#### What is being asked
Answer these from the forum thread on gcc vector attributes and SIMD builtins.
1. On what system was gdc built?
2. Which two files did the poster look through for builtins?
3. What fields did the vector struct have?

#### Passage shown

--- BEGIN ---

Support for gcc vector attributes, SIMD builtins

Tue Feb 1 10:38:30 PST 2011

== Quote from Jerry Quinn (jlquinn at optonline.net)'s article
> Iain Buclaw Wrote:
> > == Quote from Mike Farnsworth (mike.farnsworth at gmail.com)'s article
> > > I built gdc from tip on Fedora 13 (x86-64) and started playing around
> > > with creating a vector struct (x,y,z,w) to see what kind of optimization
> > > the code generator did with it.  It was able to partially drop into SSE
> > > registers and instructions, but not as well as I had hoped from writing
> > > "regular" D code.
> > > I poked through the builtins that get pulled into d-builtins.c /
> > > d-builtins2.cc but I don't see anything that might be pulling in
> > > definitions such as __builtin_ia32_* for SSE, for example.
> > > How hard would it be to get some sort of vector attribute attached to a
> > > type (or just plain indroduce v4sf, __m128, or something like that) and
> > > get those SIMD builtins available?

--- END ---

#### Dataset records
--- BEGIN ---

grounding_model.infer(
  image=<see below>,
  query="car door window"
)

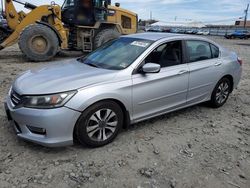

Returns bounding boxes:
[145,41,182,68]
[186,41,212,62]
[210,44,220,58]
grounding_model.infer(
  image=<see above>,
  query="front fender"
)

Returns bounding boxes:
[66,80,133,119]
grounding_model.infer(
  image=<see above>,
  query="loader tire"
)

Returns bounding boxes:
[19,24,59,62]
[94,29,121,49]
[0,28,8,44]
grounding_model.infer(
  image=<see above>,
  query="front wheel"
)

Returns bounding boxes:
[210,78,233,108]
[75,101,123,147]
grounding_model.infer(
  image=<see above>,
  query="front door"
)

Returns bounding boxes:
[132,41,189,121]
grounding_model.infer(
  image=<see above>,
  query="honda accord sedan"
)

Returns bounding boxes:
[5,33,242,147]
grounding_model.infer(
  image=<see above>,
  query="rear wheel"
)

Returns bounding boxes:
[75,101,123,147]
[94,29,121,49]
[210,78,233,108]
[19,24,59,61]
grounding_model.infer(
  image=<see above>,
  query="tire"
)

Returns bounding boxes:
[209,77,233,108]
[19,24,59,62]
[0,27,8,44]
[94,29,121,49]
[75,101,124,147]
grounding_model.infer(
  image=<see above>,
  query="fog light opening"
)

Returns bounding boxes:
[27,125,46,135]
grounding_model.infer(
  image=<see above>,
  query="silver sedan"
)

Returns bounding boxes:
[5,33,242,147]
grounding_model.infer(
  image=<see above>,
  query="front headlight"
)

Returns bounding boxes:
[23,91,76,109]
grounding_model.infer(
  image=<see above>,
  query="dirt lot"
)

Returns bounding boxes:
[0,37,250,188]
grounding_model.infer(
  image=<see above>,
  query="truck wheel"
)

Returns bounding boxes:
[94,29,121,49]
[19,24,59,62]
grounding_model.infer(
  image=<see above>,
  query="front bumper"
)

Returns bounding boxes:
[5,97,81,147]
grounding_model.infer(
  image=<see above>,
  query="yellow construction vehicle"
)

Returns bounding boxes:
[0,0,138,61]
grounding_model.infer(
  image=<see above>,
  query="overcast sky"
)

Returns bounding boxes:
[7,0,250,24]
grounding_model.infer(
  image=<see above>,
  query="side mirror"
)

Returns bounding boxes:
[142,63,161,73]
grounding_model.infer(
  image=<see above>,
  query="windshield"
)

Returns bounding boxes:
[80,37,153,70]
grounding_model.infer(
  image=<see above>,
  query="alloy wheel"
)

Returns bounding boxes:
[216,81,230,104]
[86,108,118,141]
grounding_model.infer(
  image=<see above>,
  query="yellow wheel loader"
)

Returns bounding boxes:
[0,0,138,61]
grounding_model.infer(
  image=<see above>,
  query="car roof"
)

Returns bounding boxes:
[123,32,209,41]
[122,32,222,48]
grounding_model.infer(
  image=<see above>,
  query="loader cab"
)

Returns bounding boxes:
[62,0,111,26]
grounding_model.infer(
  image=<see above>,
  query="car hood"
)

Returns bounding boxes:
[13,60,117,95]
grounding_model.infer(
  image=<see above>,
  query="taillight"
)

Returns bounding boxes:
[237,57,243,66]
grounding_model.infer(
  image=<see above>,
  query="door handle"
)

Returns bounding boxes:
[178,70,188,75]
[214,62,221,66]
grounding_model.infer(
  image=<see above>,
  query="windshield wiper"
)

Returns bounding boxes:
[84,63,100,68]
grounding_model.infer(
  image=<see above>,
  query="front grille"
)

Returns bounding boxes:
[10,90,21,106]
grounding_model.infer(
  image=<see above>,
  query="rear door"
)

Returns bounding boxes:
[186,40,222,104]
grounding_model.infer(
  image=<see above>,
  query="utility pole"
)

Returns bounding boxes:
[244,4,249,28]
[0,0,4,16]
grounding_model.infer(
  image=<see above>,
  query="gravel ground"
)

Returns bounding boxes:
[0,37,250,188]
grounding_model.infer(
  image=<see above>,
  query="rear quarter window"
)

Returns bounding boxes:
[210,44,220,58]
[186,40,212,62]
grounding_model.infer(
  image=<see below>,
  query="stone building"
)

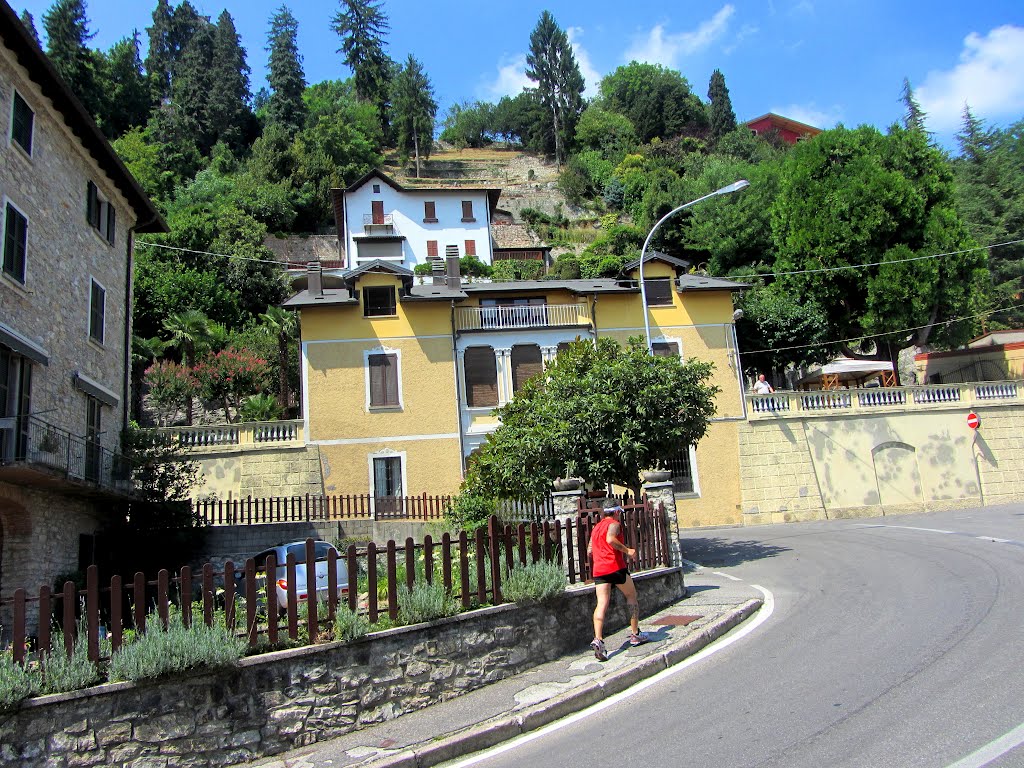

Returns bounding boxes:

--- END ---
--- BEGIN ---

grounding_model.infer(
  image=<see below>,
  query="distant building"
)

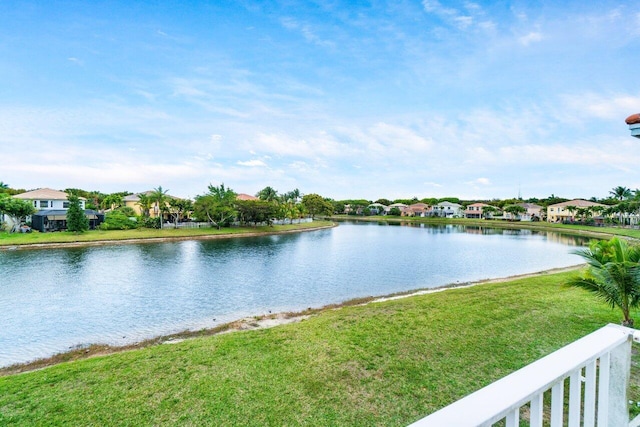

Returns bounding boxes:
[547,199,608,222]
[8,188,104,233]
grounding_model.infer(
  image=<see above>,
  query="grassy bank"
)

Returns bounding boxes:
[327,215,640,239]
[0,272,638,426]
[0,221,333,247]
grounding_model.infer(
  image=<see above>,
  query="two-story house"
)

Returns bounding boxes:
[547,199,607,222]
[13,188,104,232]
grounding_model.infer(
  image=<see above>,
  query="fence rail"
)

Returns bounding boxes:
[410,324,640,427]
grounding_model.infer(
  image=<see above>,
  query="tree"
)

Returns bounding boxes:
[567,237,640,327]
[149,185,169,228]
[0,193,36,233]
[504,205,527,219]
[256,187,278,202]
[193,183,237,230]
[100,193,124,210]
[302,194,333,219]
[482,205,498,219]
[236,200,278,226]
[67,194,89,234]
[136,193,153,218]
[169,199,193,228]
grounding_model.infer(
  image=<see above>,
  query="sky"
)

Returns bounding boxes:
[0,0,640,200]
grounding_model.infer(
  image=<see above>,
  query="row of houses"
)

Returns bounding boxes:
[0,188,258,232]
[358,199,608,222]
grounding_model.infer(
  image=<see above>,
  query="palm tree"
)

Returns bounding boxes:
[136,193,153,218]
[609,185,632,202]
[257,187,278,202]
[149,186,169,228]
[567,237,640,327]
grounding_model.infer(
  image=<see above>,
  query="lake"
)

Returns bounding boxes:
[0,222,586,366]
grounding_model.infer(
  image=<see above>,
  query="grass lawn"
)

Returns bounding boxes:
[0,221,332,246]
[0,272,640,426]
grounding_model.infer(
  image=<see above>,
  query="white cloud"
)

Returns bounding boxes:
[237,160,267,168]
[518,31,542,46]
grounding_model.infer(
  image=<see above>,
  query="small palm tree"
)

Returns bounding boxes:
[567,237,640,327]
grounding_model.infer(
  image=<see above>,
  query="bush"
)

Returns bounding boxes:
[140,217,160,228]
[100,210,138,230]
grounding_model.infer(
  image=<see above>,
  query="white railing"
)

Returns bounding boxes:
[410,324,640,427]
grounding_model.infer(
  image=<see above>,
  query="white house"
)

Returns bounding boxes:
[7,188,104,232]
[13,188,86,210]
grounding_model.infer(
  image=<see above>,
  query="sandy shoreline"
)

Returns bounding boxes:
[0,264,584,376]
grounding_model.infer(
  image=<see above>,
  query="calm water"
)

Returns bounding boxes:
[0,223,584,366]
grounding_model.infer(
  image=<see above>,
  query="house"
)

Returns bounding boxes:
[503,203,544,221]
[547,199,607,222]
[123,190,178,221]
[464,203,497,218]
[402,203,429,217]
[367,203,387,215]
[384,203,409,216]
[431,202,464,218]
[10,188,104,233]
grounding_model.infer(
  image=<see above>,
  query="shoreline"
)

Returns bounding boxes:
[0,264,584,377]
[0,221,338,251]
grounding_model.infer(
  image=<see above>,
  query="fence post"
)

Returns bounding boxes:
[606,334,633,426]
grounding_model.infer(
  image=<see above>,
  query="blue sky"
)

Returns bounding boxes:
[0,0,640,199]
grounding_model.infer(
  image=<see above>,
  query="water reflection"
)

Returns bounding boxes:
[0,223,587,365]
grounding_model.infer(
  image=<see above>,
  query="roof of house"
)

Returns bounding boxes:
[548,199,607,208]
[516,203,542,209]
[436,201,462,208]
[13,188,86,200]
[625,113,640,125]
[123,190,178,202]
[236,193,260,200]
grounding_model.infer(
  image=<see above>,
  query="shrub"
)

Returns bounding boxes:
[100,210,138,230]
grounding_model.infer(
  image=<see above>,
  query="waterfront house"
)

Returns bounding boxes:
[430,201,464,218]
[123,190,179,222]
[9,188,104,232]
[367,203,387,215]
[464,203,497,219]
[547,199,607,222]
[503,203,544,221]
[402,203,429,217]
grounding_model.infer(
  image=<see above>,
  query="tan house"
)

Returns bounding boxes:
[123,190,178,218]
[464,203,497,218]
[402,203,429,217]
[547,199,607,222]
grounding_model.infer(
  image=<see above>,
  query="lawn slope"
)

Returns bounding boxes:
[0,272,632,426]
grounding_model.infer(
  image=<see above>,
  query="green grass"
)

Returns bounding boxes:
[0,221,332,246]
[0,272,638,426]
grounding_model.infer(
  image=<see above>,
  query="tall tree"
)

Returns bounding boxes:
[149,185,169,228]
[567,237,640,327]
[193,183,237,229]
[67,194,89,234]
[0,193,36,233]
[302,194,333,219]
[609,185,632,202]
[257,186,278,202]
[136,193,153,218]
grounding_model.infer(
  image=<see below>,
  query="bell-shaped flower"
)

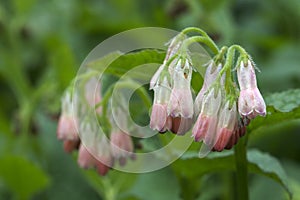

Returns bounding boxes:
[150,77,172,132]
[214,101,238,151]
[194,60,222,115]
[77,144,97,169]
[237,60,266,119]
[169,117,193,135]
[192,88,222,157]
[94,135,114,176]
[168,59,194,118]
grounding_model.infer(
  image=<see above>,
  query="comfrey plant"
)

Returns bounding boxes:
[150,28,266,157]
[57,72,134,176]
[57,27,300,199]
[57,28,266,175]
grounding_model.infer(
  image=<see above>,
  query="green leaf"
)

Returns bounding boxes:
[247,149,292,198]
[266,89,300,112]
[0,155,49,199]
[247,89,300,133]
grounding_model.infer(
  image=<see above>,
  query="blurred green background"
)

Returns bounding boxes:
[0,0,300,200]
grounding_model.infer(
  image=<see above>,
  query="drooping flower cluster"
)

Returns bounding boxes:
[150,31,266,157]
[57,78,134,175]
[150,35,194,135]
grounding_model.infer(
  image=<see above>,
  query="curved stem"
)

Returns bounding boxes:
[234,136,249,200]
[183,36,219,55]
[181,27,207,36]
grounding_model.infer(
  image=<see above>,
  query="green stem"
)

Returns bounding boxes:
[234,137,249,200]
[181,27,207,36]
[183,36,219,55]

--- END ---

#### Task solution
1. Fedora 13 (x86-64)
2. d-builtins.c and d-builtins2.cc
3. x, y, z, w